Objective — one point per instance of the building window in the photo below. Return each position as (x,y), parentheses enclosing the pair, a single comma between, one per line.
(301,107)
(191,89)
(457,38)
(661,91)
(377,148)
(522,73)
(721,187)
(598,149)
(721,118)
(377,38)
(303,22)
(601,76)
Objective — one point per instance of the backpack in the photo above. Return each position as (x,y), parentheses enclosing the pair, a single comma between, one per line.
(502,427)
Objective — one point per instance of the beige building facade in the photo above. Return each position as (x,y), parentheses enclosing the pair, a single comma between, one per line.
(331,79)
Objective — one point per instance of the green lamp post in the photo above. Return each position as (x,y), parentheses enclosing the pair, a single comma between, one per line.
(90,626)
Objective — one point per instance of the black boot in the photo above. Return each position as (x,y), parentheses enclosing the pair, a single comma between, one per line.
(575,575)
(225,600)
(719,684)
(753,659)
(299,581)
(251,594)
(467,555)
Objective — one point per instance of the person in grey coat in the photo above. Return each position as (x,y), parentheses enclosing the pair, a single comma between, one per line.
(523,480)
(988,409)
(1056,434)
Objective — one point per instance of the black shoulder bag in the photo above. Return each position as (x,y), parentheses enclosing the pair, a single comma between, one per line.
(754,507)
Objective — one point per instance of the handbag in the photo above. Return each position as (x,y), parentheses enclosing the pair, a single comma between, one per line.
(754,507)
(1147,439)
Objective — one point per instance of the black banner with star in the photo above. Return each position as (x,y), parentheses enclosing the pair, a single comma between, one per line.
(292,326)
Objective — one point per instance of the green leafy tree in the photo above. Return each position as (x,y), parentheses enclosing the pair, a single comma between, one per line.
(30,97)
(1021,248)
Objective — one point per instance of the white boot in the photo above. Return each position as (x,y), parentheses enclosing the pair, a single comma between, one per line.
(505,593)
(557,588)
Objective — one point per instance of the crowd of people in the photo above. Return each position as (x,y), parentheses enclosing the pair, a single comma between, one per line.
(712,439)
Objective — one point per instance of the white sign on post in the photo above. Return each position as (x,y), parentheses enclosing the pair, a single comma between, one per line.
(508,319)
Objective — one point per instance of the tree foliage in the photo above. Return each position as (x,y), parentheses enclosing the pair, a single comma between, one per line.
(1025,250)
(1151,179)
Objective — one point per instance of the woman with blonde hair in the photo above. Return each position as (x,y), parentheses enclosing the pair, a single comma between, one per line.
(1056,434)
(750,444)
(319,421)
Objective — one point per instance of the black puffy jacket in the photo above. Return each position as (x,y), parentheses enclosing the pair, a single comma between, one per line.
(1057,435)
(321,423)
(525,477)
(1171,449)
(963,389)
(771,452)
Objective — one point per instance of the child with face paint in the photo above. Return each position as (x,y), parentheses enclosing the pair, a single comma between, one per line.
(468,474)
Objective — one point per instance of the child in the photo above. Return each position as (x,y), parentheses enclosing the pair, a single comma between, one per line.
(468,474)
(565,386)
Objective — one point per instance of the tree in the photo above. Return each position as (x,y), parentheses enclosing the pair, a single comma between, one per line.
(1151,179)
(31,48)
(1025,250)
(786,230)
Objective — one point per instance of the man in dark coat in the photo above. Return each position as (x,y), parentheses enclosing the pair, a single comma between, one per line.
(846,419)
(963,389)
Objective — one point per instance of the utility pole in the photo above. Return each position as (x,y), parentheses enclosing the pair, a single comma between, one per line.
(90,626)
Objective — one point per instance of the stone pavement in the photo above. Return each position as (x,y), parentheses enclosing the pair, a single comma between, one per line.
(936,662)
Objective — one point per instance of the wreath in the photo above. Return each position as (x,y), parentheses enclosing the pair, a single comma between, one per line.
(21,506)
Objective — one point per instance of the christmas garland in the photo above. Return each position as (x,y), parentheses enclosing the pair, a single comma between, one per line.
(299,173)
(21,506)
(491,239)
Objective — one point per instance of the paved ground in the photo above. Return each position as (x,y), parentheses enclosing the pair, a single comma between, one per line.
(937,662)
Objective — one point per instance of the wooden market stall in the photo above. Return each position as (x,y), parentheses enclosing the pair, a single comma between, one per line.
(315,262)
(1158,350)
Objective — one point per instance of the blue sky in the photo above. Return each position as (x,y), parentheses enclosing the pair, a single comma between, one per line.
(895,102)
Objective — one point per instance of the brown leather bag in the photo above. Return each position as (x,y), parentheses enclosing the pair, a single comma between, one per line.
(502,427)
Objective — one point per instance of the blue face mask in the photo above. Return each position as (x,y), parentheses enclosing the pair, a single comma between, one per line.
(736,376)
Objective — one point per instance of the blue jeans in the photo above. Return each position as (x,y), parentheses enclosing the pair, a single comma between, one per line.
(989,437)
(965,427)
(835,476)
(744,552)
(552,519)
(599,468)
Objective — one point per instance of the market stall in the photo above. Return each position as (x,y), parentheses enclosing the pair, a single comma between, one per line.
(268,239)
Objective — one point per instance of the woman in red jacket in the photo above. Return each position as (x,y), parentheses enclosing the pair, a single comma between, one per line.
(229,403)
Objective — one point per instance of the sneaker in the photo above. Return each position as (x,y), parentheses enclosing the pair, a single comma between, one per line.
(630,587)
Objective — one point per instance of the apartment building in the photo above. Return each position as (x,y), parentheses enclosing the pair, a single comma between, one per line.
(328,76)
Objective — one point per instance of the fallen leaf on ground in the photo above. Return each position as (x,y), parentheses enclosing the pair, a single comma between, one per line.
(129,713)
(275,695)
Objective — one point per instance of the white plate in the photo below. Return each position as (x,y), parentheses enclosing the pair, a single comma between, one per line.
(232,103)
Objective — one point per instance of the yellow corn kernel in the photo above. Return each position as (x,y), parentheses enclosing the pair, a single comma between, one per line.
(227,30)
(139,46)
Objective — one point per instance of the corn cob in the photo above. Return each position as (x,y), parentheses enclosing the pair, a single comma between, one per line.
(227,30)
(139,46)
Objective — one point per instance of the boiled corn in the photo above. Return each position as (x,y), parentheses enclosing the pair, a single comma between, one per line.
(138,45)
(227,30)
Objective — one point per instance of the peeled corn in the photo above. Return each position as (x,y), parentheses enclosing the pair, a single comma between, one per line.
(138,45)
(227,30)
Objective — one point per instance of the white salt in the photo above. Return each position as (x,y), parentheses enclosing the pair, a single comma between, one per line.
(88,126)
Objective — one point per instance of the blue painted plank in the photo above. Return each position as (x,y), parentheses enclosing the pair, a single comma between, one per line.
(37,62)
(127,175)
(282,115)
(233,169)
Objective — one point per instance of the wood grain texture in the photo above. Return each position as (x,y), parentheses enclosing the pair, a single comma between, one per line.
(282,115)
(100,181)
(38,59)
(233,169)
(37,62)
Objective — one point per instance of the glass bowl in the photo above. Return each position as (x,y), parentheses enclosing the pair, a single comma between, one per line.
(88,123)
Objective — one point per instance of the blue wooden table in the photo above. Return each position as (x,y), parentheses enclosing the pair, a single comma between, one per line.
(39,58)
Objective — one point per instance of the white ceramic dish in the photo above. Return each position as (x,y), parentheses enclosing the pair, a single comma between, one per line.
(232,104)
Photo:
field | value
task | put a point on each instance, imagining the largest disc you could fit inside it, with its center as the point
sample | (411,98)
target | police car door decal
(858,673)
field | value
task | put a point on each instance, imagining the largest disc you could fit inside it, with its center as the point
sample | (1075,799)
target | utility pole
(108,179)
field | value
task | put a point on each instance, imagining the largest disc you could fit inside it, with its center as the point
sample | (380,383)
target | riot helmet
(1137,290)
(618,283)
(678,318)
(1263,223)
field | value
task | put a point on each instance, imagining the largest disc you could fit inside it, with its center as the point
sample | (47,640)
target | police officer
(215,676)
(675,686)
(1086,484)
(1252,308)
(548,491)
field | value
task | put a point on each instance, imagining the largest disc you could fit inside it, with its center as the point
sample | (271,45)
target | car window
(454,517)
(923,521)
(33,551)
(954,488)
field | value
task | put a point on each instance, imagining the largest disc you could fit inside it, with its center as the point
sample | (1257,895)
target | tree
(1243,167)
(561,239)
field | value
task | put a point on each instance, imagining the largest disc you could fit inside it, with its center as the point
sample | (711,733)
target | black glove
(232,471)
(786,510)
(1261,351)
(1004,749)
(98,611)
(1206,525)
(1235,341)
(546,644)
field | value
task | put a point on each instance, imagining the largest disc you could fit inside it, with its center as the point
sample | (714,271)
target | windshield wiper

- TASK
Locate each line of the data above that contains the string "wooden" and copy those lines out in full. Matching is case-sensitive.

- SOLUTION TO THE EXERCISE
Objective — one point per instance of the wooden market stall in the photo above. Return each position as (x,y), parentheses enclosing the pair, a single comma between, one per line.
Objective — one point per instance of the blue wooden table in the photo above. Return each position as (x,y), parentheses enclosing the pair, a single comma between, one per line.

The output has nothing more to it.